Data records:
-=-=-=-=-

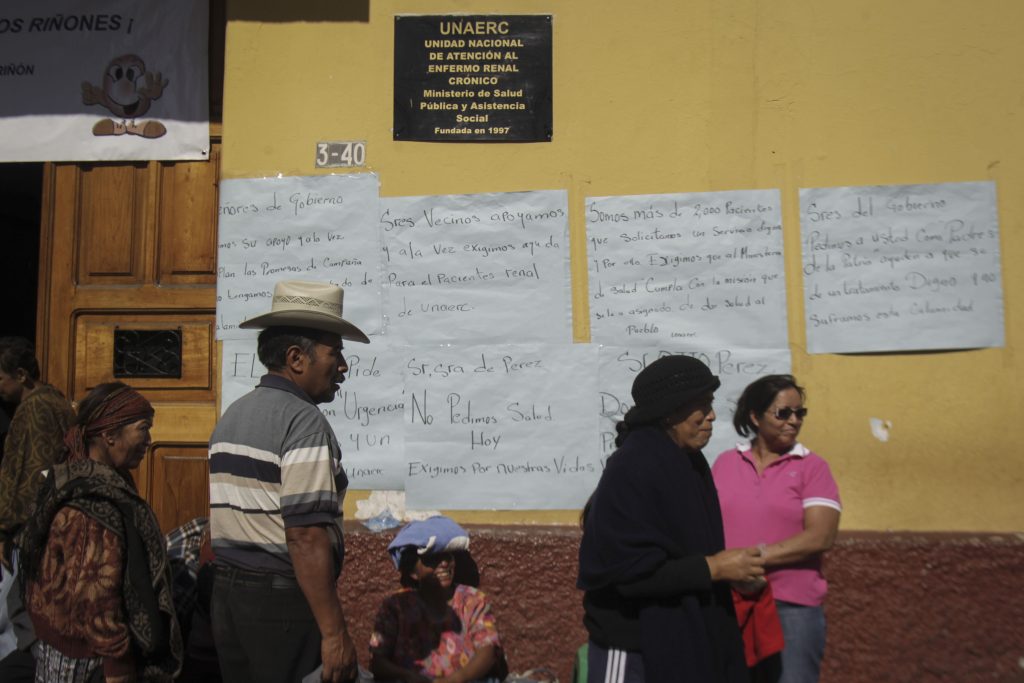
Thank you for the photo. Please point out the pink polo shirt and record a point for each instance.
(769, 507)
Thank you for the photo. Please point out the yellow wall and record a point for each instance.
(677, 95)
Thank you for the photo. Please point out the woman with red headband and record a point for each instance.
(93, 560)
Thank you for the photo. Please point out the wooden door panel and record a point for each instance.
(186, 222)
(112, 207)
(133, 246)
(178, 482)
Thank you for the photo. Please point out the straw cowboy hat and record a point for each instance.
(315, 305)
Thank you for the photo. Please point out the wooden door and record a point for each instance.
(132, 247)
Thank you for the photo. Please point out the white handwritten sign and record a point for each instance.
(502, 427)
(698, 268)
(901, 267)
(367, 415)
(317, 228)
(476, 268)
(736, 368)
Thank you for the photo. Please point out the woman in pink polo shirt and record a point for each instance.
(777, 494)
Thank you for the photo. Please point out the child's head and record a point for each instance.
(427, 549)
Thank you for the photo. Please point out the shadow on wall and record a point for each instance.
(318, 10)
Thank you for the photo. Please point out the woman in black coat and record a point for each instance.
(652, 562)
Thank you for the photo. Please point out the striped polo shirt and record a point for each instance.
(274, 463)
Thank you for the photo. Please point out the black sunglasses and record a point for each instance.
(784, 414)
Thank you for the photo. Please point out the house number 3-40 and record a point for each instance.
(333, 155)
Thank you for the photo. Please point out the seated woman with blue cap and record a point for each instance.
(434, 630)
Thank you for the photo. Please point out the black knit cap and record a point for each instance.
(665, 385)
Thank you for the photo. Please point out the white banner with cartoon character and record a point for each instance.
(103, 80)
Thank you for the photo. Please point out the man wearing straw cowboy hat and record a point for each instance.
(276, 485)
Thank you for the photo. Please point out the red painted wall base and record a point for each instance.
(902, 606)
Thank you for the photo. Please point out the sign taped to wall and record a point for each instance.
(476, 268)
(107, 80)
(901, 267)
(317, 227)
(695, 268)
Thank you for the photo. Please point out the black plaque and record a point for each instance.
(472, 78)
(147, 353)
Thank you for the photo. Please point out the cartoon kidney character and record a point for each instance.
(128, 91)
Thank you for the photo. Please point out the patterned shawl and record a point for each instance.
(111, 499)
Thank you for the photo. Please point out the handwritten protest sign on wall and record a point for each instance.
(701, 268)
(734, 367)
(476, 268)
(901, 267)
(317, 227)
(367, 415)
(502, 427)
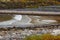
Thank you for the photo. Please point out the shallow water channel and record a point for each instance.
(27, 20)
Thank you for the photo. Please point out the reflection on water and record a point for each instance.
(5, 17)
(25, 19)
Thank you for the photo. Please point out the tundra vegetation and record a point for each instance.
(8, 4)
(43, 37)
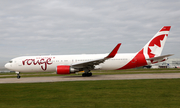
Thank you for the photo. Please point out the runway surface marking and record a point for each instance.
(92, 78)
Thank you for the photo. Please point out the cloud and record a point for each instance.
(65, 27)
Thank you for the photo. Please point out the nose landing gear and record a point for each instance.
(18, 75)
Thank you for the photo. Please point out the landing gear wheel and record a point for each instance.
(18, 77)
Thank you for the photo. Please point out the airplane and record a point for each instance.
(67, 64)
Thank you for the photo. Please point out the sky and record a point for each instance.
(58, 27)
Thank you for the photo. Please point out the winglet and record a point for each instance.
(114, 51)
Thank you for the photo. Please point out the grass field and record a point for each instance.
(97, 94)
(95, 72)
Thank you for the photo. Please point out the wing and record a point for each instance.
(97, 61)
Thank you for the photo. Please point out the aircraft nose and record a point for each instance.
(7, 65)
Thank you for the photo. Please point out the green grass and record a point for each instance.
(161, 93)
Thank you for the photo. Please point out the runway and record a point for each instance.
(92, 78)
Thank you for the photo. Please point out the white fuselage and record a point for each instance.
(49, 63)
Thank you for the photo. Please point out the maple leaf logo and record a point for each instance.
(155, 48)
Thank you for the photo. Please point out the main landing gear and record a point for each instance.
(87, 73)
(18, 75)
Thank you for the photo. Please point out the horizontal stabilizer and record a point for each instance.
(159, 57)
(114, 51)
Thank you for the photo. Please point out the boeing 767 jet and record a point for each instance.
(67, 64)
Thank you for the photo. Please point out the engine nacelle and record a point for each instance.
(65, 69)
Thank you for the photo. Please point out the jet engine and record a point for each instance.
(65, 69)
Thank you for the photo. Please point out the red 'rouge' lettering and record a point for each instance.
(41, 62)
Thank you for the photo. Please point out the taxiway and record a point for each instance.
(92, 78)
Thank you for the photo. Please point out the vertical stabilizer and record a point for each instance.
(155, 46)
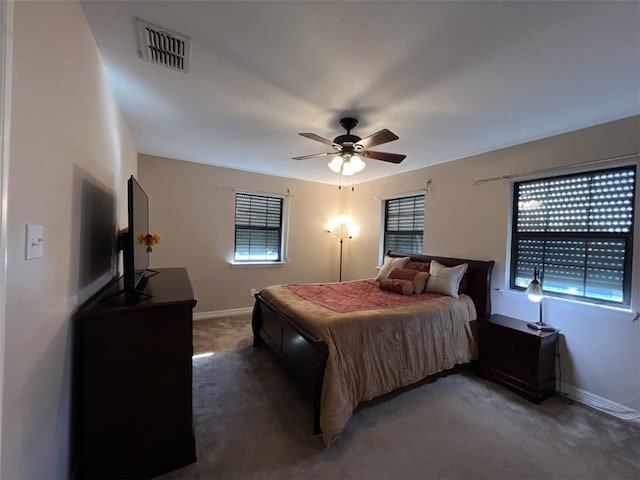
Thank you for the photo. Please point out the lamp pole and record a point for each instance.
(341, 236)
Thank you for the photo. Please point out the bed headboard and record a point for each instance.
(478, 277)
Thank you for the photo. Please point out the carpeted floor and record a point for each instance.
(251, 422)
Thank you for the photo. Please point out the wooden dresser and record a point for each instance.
(132, 381)
(517, 356)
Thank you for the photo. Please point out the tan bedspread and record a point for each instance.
(373, 352)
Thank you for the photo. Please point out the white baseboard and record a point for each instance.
(602, 404)
(222, 313)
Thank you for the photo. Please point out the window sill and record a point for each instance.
(257, 264)
(616, 313)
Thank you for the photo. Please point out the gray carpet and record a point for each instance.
(251, 422)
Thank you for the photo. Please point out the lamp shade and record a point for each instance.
(534, 289)
(335, 165)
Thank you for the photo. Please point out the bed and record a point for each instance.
(350, 342)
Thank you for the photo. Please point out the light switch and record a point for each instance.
(35, 242)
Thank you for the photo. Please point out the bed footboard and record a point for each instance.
(303, 355)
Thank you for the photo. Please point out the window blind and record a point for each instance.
(404, 224)
(258, 228)
(578, 229)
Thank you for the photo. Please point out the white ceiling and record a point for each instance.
(451, 79)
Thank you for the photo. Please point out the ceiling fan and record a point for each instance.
(347, 149)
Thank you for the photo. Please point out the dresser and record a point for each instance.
(132, 413)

-=-=-=-=-

Task: Give back every entry in its exact wording, leaving the pictures out.

Written solution:
Thank you for the photo. Please point out the pink polo shirt and record a point for each instance.
(769, 507)
Thank you for the photo. Please point out the yellow wall and record a point for each instance.
(677, 95)
Thank you for the photo. Please point out the woman with red headband and record a point for each instance.
(93, 560)
Thank you for the photo. Please point out the wooden door panel and record a point for each instance.
(186, 222)
(112, 207)
(133, 246)
(178, 482)
Thank you for the photo. Please point out the straw cowboy hat and record a point for each instance.
(315, 305)
Thank you for the photo. Please point out the wooden door and record a point for each instance.
(132, 247)
Thank you for the photo. Please point out the white handwritten sign and record a point for each instance.
(502, 427)
(698, 268)
(901, 267)
(367, 415)
(317, 228)
(476, 268)
(736, 368)
Thank you for the photo. Please point out the woman in pink polo shirt and record a point for each instance.
(777, 494)
Thank you for the photo. Please point out the child's head and record a point for each instance.
(427, 549)
Thank you for the photo. Please point out the shadow on wall and record a point for each instance.
(318, 10)
Thank you for the photo. Please point out the woman in black coat and record a point for each instance.
(652, 562)
Thank you for the photo. Please point out the striped polo shirt and record a point for each instance.
(274, 463)
Thank you for the photo. Please point out the black sunglasses and record a point for each instance.
(784, 414)
Thank you for the photo. Please point out the house number 3-40 and record a point for each instance.
(333, 155)
Thank you for the photo. Please point out the seated woman with blue cap and record a point for each instance.
(434, 630)
Thank you for the photo. Please point out the black knit cap and record a point for each instance.
(665, 385)
Thank you for the photo. Please point out the white banner with cartoon character and record a point for each instance.
(103, 80)
Thank you for the photo. Please point out the man wearing straw cowboy hat and record a point for each instance.
(276, 485)
Thank you for the photo. Please point out the red painted wall base and record a point for each instance.
(902, 606)
Thank you for the photo. Please point out the sign taped to wall and record a point for each instance.
(476, 268)
(107, 80)
(901, 267)
(317, 227)
(695, 268)
Thank you for the photo. Please point out the black plaque and record a point for each instance.
(472, 78)
(147, 353)
Thank you for the photo. Please point out the cartoon kidney character and record a point for each instance.
(128, 91)
Thank you for the photo. Please point out the patterned shawl and record a point for each instance.
(111, 499)
Thank you for the photo. Please point out the handwritten protest sign on wall and record a point for each instance.
(701, 268)
(734, 367)
(476, 268)
(901, 267)
(317, 227)
(367, 415)
(502, 427)
Thank you for the photo. Please point out the shallow water channel and record a point for each instance.
(27, 20)
Thank you for the photo. Please point out the reflection on water and record a point for each instance.
(5, 17)
(25, 19)
Thank you for the photo. Please point out the tundra vegetation and record a point for each instance.
(8, 4)
(43, 37)
Thank you for the photo. Please point out the runway surface marking and record a point for each instance.
(92, 78)
Thank you for the photo. Please point out the cloud and record a point for each instance.
(65, 27)
Thank you for the photo. Please point out the nose landing gear and record a point for each instance.
(18, 75)
Thank you for the photo. Please point out the landing gear wheel and record a point for each instance.
(18, 77)
Thank you for the photo. Please point out the airplane and record a point for each instance.
(67, 64)
Thank you for the photo. Please point out the sky and record a point for each instance.
(58, 27)
Thank you for the photo. Please point out the winglet and record a point for each instance.
(114, 51)
Thank you for the photo. Please point out the grass field and record a point for each instance.
(97, 94)
(95, 72)
Thank you for the photo. Please point out the wing and record a point for each instance.
(97, 61)
Thank you for the photo. Please point out the aircraft nose and record a point for each instance.
(7, 65)
Thank you for the photo. Please point out the green grass and record a point for each instance.
(161, 93)
Thank you for the photo. Please point out the runway and record a point for each instance.
(92, 78)
Thank you for the photo. Please point out the white fuselage and record a point for each instance.
(49, 63)
Thank you for the photo. Please point out the maple leaf logo and record a point for each instance.
(155, 48)
Thank you for the photo. Please point out the main landing gear and record a point for each instance.
(87, 73)
(18, 75)
Thank you for the photo. Please point out the horizontal stabilizer and record a point for each instance.
(159, 57)
(114, 51)
Thank you for the photo. Please point out the boeing 767 jet and record a point for each instance.
(67, 64)
Thank you for the photo. Please point out the engine nacelle and record a point for each instance.
(65, 69)
Thank you for the photo. Please point out the jet engine and record a point for each instance.
(65, 69)
Thank you for the photo. Please point out the red 'rouge' lettering and record a point for each instance.
(41, 62)
Thank you for the photo. Please point out the taxiway and record a point for each instance.
(92, 78)
Thank you for the photo. Please point out the vertical stabilizer and record a point for each instance.
(155, 46)
Thank you for the photo. Please point out the lamp pole and record a point for each instance.
(341, 236)
Thank you for the photo. Please point out the bed headboard and record a point for each instance.
(478, 277)
Thank you for the photo. Please point out the carpeted floor and record a point for each instance.
(251, 422)
Thank you for the photo. Please point out the wooden dresser and record a point for each instance.
(132, 381)
(517, 356)
Thank you for the photo. Please point out the tan bedspread and record a point for each instance.
(373, 352)
Thank you for the photo. Please point out the white baseboard and record a point for each instance.
(602, 404)
(222, 313)
Thank you for the photo. Please point out the window sill and record a point for each instance.
(257, 264)
(616, 313)
Thank you for the photo. Please point out the gray carpet and record a point for each instance.
(251, 422)
Thank you for the photo. Please point out the lamp shade and record a point for each instance.
(534, 289)
(335, 165)
Thank you for the photo. Please point out the bed and record a point for each instance.
(350, 342)
Thank you for the photo. Please point out the light switch and record a point for each instance.
(35, 242)
Thank you for the photo. Please point out the bed footboard and record a point for each instance.
(303, 355)
Thank you for the photo. Please point out the window blind and record a point for each instance.
(404, 224)
(258, 228)
(578, 229)
Thank you for the photo. Please point out the white ceiling and record a point for each instance.
(451, 79)
Thank you for the photo. Please point out the ceiling fan and record a point for each instance.
(347, 149)
Thank you for the photo. Please point out the dresser and record a point for each instance.
(132, 413)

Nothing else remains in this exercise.